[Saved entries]

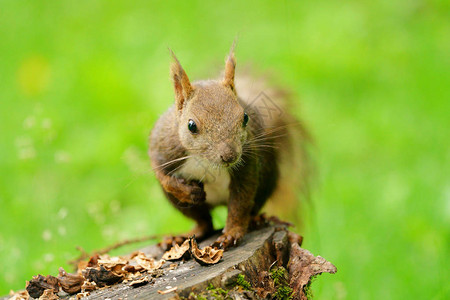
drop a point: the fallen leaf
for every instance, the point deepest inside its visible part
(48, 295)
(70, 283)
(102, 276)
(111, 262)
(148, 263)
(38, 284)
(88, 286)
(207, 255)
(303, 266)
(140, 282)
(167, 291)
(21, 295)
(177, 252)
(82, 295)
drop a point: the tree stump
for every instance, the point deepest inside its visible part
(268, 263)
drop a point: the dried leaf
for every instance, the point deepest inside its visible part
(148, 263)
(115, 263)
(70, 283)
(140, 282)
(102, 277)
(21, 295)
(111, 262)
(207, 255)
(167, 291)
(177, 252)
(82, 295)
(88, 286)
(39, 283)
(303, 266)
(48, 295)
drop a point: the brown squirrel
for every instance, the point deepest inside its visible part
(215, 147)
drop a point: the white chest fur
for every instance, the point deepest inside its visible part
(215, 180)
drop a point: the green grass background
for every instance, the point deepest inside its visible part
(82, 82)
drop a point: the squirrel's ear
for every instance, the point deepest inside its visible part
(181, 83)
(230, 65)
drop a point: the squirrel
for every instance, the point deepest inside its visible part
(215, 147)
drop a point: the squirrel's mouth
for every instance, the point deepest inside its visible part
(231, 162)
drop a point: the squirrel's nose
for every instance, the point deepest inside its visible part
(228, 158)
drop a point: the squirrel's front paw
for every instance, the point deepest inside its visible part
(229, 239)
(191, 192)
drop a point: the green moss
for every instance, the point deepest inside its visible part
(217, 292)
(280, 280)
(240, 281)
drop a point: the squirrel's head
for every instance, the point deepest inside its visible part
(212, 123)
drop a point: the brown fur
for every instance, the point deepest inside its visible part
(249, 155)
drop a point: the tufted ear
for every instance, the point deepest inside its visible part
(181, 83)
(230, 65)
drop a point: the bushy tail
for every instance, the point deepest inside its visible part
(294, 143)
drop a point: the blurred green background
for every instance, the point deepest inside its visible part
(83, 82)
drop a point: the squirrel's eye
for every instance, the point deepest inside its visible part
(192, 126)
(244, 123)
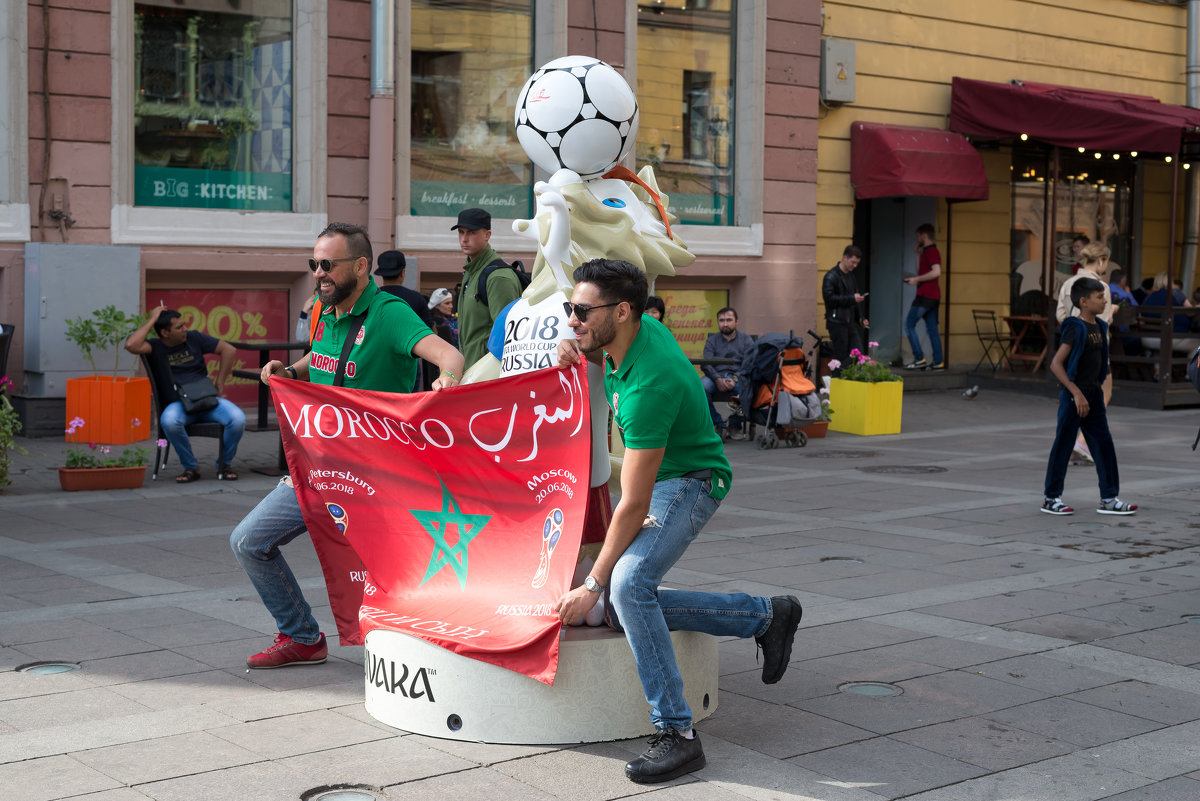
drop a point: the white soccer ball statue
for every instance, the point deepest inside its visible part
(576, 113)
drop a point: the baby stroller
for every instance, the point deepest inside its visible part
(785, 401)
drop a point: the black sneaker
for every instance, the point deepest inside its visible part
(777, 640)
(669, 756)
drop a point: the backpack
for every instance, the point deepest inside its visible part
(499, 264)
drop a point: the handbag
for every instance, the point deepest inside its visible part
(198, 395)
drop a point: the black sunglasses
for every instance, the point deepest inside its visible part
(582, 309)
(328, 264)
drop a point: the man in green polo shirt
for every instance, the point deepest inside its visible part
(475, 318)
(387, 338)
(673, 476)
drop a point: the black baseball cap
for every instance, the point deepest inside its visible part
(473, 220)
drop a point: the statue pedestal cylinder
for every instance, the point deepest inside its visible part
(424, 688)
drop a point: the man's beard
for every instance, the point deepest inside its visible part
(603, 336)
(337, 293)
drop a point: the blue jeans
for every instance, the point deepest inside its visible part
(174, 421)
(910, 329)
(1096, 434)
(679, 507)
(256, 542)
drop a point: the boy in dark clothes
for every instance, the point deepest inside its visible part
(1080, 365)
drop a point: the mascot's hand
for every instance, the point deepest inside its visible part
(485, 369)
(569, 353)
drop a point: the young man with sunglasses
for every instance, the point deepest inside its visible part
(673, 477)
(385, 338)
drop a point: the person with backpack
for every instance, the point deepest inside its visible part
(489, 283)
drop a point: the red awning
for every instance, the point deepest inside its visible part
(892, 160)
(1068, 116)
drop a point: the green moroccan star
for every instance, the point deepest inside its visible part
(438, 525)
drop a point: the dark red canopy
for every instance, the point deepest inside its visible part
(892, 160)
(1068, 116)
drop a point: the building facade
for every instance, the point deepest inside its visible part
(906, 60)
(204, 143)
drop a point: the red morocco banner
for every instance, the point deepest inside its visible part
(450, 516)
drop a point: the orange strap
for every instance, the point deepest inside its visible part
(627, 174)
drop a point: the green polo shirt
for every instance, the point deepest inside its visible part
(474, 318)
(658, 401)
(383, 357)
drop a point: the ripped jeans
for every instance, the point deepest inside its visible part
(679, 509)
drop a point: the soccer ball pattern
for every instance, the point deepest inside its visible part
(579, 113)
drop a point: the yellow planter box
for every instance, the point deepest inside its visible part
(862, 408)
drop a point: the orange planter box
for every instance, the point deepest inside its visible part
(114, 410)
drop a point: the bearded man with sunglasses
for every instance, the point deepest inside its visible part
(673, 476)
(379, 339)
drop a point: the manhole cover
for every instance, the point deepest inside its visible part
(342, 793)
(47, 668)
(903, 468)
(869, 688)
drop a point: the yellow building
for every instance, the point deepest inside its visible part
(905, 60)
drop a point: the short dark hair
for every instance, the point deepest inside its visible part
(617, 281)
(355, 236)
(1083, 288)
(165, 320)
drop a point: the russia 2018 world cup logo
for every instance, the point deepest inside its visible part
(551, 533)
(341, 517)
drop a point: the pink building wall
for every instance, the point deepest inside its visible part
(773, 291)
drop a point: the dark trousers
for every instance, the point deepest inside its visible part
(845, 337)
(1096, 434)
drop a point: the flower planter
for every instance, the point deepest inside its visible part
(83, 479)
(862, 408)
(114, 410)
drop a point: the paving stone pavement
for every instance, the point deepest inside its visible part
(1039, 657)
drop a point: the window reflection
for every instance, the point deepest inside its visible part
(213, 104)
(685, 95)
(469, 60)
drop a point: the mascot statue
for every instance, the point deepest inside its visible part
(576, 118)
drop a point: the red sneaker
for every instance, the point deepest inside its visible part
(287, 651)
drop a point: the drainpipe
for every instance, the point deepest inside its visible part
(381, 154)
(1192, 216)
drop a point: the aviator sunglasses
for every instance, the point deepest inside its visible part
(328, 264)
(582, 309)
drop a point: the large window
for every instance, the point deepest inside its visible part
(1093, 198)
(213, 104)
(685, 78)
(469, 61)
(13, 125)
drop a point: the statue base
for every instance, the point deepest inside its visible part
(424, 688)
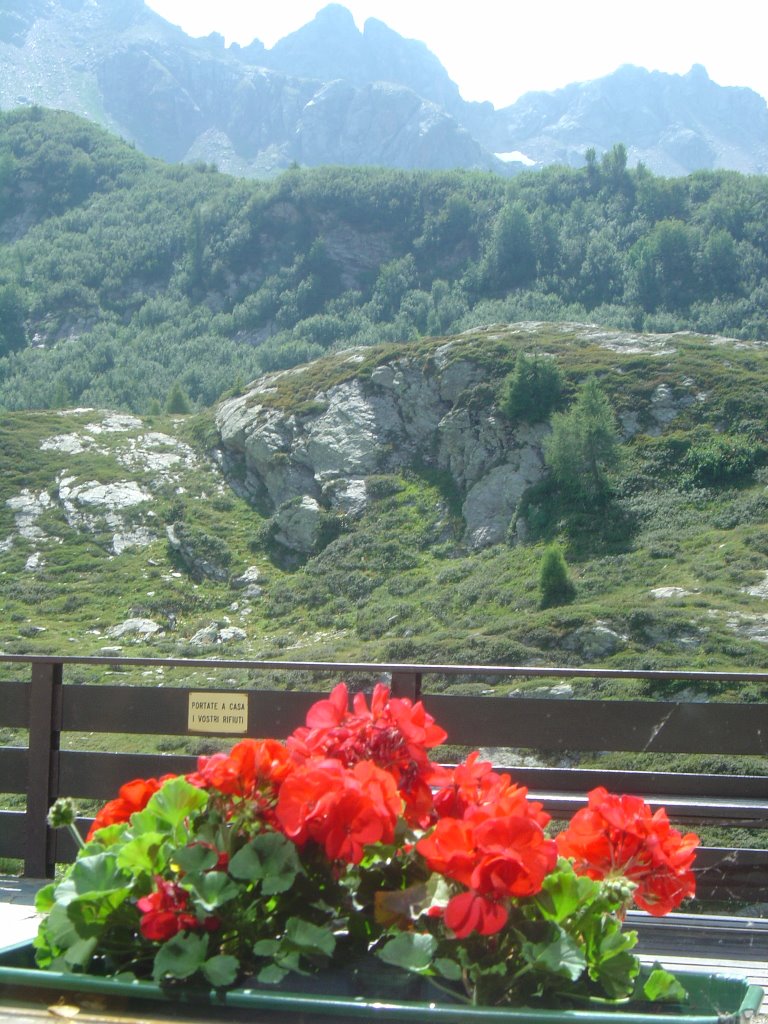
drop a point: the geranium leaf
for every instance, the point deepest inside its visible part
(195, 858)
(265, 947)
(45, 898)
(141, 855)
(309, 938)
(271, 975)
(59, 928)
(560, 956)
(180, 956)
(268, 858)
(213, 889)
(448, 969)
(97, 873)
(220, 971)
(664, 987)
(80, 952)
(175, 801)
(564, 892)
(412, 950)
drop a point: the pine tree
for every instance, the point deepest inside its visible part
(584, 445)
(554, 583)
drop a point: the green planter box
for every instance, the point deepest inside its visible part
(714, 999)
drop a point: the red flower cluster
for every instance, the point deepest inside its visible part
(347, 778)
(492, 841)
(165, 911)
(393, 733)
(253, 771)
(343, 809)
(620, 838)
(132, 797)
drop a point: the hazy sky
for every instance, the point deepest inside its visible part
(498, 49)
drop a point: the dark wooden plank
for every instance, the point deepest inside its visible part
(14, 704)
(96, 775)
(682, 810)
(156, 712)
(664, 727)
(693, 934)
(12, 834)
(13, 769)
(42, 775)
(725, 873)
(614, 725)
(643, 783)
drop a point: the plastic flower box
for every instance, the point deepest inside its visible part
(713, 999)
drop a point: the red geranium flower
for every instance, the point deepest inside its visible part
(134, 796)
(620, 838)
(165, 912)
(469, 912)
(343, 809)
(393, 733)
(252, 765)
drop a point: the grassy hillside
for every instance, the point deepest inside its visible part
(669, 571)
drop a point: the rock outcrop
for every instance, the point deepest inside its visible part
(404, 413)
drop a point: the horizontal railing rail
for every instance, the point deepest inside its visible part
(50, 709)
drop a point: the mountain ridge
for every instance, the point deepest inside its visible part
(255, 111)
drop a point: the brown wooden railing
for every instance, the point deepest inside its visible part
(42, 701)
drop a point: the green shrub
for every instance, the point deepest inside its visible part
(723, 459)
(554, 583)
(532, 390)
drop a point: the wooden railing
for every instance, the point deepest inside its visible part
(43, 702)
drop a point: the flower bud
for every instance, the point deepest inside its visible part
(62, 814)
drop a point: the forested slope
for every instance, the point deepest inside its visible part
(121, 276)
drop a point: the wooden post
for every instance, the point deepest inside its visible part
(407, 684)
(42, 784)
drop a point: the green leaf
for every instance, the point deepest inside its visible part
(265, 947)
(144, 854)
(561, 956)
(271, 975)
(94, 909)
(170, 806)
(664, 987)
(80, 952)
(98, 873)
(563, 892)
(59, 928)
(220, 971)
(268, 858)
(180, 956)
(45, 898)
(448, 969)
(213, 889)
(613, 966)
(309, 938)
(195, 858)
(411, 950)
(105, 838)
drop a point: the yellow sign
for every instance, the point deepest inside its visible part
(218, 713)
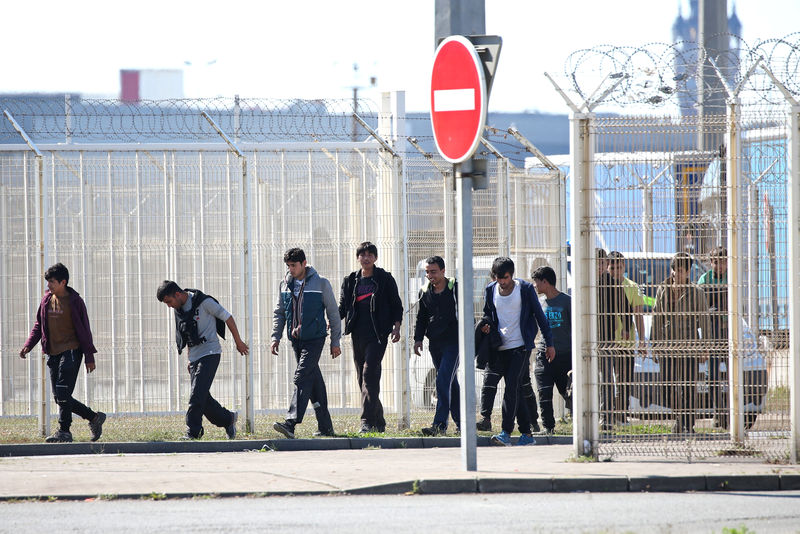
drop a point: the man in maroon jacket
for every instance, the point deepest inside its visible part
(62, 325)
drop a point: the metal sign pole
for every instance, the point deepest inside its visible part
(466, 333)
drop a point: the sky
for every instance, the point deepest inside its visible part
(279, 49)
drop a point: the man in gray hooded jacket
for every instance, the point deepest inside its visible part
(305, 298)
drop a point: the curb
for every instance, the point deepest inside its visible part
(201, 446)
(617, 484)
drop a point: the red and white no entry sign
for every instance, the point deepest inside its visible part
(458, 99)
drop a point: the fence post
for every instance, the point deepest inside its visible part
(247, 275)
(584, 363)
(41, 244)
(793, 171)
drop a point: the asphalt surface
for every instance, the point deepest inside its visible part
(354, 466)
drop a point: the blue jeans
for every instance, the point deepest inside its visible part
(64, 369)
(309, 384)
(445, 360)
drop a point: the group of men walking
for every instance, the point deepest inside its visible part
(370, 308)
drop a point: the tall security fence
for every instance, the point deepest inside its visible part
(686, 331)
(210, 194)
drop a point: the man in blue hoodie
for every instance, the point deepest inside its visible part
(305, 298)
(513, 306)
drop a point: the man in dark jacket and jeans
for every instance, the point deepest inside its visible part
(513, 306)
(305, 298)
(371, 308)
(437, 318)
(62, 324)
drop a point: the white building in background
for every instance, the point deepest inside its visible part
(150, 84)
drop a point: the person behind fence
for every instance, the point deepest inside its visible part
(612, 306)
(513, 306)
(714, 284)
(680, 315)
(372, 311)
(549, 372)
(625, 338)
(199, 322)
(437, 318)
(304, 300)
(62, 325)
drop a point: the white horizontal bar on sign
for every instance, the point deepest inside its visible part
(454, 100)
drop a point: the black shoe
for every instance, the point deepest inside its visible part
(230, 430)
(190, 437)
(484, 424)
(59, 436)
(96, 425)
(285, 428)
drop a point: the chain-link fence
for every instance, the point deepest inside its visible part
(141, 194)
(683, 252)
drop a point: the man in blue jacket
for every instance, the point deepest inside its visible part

* [WORK REQUIRED]
Go through the records above and return each line in which the word "jeans" occurs.

* [RESPONSE]
drop a point: the blue jeans
drop a point: the ripped jeans
drop a point: the blue jeans
drop a point: the man in dark jacket and jeans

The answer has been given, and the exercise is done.